Stored data:

--- START ---

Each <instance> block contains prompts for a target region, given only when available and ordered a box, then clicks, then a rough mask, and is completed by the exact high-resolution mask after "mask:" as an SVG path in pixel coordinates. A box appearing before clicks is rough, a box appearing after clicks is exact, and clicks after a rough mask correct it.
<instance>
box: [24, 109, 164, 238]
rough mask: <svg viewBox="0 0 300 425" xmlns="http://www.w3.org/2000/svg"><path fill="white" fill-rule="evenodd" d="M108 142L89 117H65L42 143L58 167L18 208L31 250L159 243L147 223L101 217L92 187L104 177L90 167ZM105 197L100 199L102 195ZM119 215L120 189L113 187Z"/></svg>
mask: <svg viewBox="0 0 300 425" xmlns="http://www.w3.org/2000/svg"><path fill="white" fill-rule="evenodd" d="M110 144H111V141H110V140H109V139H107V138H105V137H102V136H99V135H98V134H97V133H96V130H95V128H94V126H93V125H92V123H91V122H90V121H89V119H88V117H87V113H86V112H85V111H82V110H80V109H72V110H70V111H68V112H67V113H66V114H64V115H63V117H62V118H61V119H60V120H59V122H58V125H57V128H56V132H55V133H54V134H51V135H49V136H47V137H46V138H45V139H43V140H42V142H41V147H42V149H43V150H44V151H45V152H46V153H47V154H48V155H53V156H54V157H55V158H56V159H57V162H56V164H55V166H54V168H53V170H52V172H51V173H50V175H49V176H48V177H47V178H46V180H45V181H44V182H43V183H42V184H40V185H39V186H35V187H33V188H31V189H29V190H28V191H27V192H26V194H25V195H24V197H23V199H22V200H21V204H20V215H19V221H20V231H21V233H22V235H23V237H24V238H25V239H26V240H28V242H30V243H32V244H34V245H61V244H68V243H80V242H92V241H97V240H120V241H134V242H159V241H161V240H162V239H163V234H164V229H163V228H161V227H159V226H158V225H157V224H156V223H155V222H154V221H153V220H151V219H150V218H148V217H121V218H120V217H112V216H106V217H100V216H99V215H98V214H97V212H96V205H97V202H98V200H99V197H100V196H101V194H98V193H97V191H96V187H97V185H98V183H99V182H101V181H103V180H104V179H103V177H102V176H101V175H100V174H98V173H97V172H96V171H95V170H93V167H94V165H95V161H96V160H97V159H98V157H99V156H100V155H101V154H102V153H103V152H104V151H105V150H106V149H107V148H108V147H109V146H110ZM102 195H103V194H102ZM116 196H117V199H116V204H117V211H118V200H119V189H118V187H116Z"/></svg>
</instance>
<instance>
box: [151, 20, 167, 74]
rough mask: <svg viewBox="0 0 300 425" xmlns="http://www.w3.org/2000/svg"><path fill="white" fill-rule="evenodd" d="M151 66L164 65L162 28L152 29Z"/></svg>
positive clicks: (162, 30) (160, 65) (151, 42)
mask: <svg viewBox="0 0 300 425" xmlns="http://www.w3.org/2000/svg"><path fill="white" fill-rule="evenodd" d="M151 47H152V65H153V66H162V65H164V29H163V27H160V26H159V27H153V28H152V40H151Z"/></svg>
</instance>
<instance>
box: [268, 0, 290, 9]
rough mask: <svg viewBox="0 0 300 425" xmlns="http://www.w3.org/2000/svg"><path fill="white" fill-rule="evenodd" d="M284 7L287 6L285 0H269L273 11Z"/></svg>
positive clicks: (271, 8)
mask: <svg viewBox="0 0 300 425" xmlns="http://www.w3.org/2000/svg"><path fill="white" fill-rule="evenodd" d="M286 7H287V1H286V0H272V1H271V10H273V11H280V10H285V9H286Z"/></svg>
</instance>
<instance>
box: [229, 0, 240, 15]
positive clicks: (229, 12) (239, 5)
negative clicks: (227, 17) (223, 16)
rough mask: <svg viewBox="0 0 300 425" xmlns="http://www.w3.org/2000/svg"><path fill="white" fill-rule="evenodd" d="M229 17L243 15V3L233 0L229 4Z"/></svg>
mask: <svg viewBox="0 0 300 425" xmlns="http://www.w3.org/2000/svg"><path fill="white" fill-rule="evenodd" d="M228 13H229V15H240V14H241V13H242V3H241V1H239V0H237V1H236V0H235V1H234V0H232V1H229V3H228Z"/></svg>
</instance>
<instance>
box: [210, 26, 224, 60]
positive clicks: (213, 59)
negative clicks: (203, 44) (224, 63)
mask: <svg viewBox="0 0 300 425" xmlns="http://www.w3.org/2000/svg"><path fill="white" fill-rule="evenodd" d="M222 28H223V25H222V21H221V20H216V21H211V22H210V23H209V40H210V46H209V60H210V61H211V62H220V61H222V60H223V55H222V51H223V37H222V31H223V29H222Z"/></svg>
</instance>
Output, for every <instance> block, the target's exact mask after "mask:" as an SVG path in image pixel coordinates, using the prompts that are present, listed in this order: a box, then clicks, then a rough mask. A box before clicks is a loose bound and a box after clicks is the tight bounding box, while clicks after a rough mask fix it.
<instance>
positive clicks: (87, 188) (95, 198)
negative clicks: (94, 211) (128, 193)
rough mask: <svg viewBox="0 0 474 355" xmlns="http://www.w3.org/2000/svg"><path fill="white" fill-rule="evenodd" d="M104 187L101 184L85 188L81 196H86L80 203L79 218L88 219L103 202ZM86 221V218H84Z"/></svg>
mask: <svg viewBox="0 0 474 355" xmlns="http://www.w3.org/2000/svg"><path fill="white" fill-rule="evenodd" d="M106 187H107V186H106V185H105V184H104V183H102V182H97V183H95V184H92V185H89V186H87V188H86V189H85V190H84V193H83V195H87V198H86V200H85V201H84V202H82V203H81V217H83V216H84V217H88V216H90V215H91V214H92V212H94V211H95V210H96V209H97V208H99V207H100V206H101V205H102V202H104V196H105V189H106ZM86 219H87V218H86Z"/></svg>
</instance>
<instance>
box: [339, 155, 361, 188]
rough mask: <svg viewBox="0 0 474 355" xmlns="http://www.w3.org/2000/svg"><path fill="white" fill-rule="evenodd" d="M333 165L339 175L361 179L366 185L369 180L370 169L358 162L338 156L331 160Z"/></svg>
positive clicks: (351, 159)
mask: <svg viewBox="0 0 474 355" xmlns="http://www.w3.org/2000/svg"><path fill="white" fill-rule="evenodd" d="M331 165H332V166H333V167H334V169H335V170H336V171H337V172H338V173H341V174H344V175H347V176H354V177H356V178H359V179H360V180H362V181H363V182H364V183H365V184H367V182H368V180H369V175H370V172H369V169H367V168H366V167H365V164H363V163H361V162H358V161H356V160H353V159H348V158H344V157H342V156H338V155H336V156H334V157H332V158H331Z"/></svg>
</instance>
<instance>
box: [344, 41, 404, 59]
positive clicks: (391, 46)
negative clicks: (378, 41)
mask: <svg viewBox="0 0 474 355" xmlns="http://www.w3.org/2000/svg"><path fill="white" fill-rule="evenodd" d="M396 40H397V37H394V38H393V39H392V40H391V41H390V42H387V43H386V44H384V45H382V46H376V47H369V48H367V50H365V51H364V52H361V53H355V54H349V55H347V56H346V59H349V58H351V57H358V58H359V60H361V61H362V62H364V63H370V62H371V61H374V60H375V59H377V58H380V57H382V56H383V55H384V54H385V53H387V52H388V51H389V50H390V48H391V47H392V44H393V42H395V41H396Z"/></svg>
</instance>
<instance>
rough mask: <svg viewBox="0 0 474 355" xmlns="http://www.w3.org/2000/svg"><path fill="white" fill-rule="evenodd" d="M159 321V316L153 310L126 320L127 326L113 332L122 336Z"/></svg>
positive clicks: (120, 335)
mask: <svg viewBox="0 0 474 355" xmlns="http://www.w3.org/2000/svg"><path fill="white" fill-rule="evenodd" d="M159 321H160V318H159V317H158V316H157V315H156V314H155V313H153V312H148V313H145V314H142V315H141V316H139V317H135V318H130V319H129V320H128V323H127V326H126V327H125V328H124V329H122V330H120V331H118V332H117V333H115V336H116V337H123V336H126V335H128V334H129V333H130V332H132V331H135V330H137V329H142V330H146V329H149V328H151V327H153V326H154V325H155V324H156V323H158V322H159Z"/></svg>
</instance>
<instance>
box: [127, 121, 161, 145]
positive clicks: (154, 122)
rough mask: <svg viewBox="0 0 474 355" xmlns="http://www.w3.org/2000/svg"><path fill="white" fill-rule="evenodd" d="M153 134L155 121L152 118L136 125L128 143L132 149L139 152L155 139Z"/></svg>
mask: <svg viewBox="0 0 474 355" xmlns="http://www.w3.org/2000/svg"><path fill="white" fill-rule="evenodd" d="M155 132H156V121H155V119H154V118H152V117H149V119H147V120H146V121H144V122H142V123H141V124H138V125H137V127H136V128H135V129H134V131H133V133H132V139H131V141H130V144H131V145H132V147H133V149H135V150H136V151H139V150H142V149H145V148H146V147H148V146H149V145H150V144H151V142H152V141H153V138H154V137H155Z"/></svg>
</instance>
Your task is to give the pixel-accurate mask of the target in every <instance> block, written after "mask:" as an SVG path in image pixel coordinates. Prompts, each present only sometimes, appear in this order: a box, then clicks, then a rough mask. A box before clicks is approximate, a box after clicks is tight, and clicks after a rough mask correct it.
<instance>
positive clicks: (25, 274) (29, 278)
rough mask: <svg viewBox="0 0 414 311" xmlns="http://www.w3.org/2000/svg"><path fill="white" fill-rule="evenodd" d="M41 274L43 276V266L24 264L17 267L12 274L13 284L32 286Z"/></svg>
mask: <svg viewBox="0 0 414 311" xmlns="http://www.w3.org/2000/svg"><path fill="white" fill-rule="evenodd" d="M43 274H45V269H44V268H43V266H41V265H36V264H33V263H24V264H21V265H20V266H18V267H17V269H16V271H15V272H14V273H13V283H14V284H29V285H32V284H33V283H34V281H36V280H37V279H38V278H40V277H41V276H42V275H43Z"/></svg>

--- END ---

INSTRUCTIONS TO FOLLOW: Render as a numbered list the lines from the start of the stored data through the line containing "142L89 117H65L42 143L58", both ends included, with any blank lines omitted.

RESPONSE:
1. Each <instance> block contains prompts for a target region, given only when available and ordered a box, then clicks, then a rough mask, and is completed by the exact high-resolution mask after "mask:" as an SVG path in pixel coordinates. A box appearing before clicks is rough, a box appearing after clicks is exact, and clicks after a rough mask correct it.
2. <instance>
3. box: [24, 109, 164, 238]
4. rough mask: <svg viewBox="0 0 300 425" xmlns="http://www.w3.org/2000/svg"><path fill="white" fill-rule="evenodd" d="M108 142L89 117H65L42 143L58 167L18 208L31 250L159 243L147 223L101 217L92 187L104 177L90 167ZM105 197L100 199L102 195ZM119 215L120 189L113 187Z"/></svg>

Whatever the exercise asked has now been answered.